#### [REQUIRED TASK]
Repeat the records below line for line, leaving out the pictures.

Records from a dataset:
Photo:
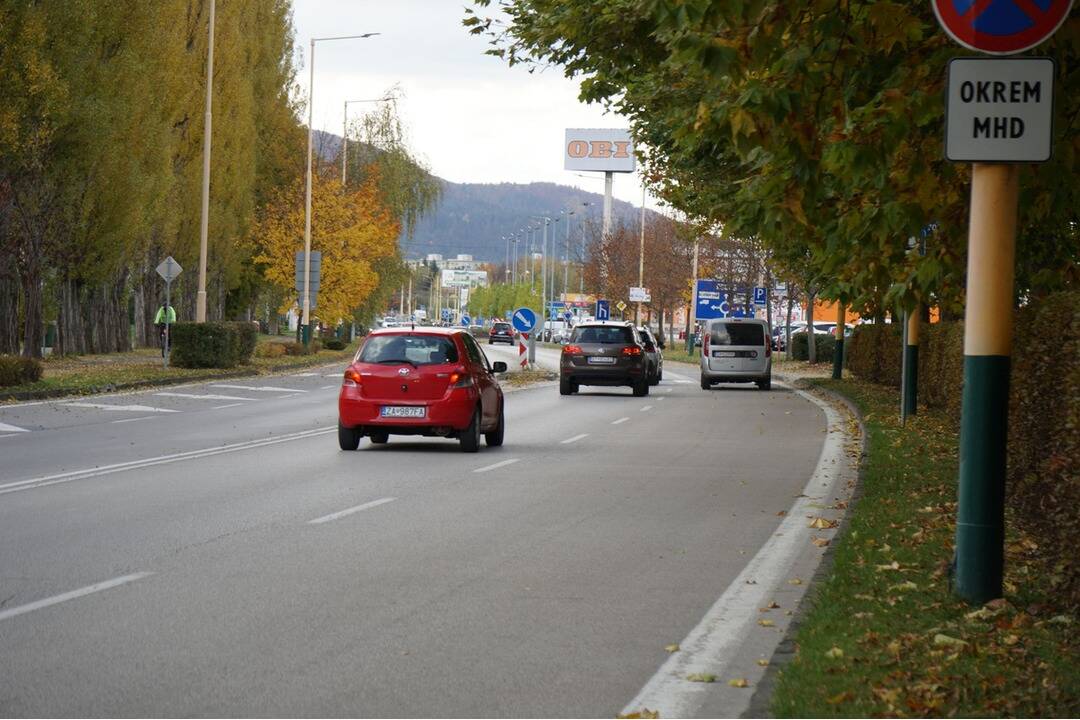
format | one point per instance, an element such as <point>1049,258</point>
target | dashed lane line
<point>64,597</point>
<point>261,389</point>
<point>497,465</point>
<point>350,511</point>
<point>120,408</point>
<point>206,397</point>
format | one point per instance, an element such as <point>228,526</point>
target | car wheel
<point>348,437</point>
<point>470,436</point>
<point>494,438</point>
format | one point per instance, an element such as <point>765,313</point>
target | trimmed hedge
<point>212,344</point>
<point>873,353</point>
<point>15,370</point>
<point>824,347</point>
<point>1043,465</point>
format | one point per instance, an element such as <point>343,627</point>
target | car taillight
<point>460,380</point>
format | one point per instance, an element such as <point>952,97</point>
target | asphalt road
<point>207,549</point>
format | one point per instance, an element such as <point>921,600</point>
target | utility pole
<point>204,221</point>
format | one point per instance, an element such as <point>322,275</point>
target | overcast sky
<point>470,116</point>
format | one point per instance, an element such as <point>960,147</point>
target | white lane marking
<point>160,460</point>
<point>121,408</point>
<point>726,626</point>
<point>206,397</point>
<point>497,465</point>
<point>350,511</point>
<point>261,389</point>
<point>64,597</point>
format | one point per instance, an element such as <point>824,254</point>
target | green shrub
<point>873,353</point>
<point>824,347</point>
<point>212,344</point>
<point>15,370</point>
<point>270,350</point>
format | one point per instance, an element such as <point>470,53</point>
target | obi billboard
<point>598,149</point>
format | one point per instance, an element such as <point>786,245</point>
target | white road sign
<point>170,269</point>
<point>999,110</point>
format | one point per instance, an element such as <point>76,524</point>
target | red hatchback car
<point>421,381</point>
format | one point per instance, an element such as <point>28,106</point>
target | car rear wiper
<point>399,361</point>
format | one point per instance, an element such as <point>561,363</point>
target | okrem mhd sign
<point>999,110</point>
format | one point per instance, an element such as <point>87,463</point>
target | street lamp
<point>306,321</point>
<point>204,222</point>
<point>345,131</point>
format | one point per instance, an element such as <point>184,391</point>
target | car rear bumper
<point>451,413</point>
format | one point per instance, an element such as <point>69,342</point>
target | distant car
<point>434,382</point>
<point>653,354</point>
<point>737,350</point>
<point>604,353</point>
<point>500,333</point>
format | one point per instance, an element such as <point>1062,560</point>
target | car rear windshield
<point>737,334</point>
<point>604,336</point>
<point>408,349</point>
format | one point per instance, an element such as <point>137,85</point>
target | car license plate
<point>404,411</point>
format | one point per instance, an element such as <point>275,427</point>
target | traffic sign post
<point>1000,103</point>
<point>169,270</point>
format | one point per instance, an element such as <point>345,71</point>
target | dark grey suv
<point>604,353</point>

#### [WORKED SOLUTION]
Photo:
format | one point per instance, an element such as <point>1049,258</point>
target | dashed lane line
<point>64,597</point>
<point>261,389</point>
<point>497,465</point>
<point>350,511</point>
<point>120,408</point>
<point>206,397</point>
format | one point per instance, an element such as <point>228,526</point>
target | car wheel
<point>348,437</point>
<point>470,436</point>
<point>494,438</point>
format | one point per instance, an element such as <point>765,313</point>
target | trimmed hedge
<point>212,344</point>
<point>873,353</point>
<point>15,370</point>
<point>824,347</point>
<point>1043,465</point>
format | one point per instance, an element such as <point>343,627</point>
target | car taillight
<point>460,380</point>
format | one point per instance, an element such as <point>952,97</point>
target | asphalt road
<point>207,549</point>
format | one point per instance, an element such as <point>921,600</point>
target | utility pole
<point>204,221</point>
format | one point per instance, an element such as <point>322,275</point>
target | overcast sky
<point>470,116</point>
format | one point per instance, an element such as <point>960,147</point>
target | white lane marking
<point>160,460</point>
<point>121,408</point>
<point>726,626</point>
<point>206,397</point>
<point>497,465</point>
<point>350,511</point>
<point>261,389</point>
<point>64,597</point>
format | one point per instance, an element such as <point>824,254</point>
target | green shrub
<point>873,353</point>
<point>824,347</point>
<point>212,344</point>
<point>15,370</point>
<point>270,350</point>
format | one point per instance, an element such as <point>470,53</point>
target | obi billboard
<point>598,149</point>
format | one point per instance, an element such as <point>786,245</point>
target | white road sign
<point>170,269</point>
<point>999,110</point>
format | one point per instance, an element such as <point>76,524</point>
target | red hatchback car
<point>421,381</point>
format | one point per instance, an element such as <point>28,106</point>
target | car rear wiper
<point>399,361</point>
format | one point per instance, an element such as <point>561,363</point>
target | okrem mhd sign
<point>999,110</point>
format | one point per instance, an element such as <point>87,463</point>
target | street lamp
<point>306,321</point>
<point>204,222</point>
<point>345,131</point>
format | one point per instance, an element such as <point>184,391</point>
target | car rear bumper
<point>451,413</point>
format | one point per instance, an element such as <point>69,342</point>
target | distant car
<point>434,382</point>
<point>653,354</point>
<point>737,350</point>
<point>604,353</point>
<point>500,333</point>
format | one point per instance, an element such as <point>1062,560</point>
target | car rear windshield
<point>737,334</point>
<point>604,336</point>
<point>408,349</point>
format | one point per instance, an element such as <point>137,85</point>
target | car license plate
<point>404,411</point>
format | one point per instance, an element such as <point>275,427</point>
target | traffic sign post
<point>1000,103</point>
<point>169,270</point>
format | one point per instance, an element such as <point>345,71</point>
target | dark grey suv
<point>604,353</point>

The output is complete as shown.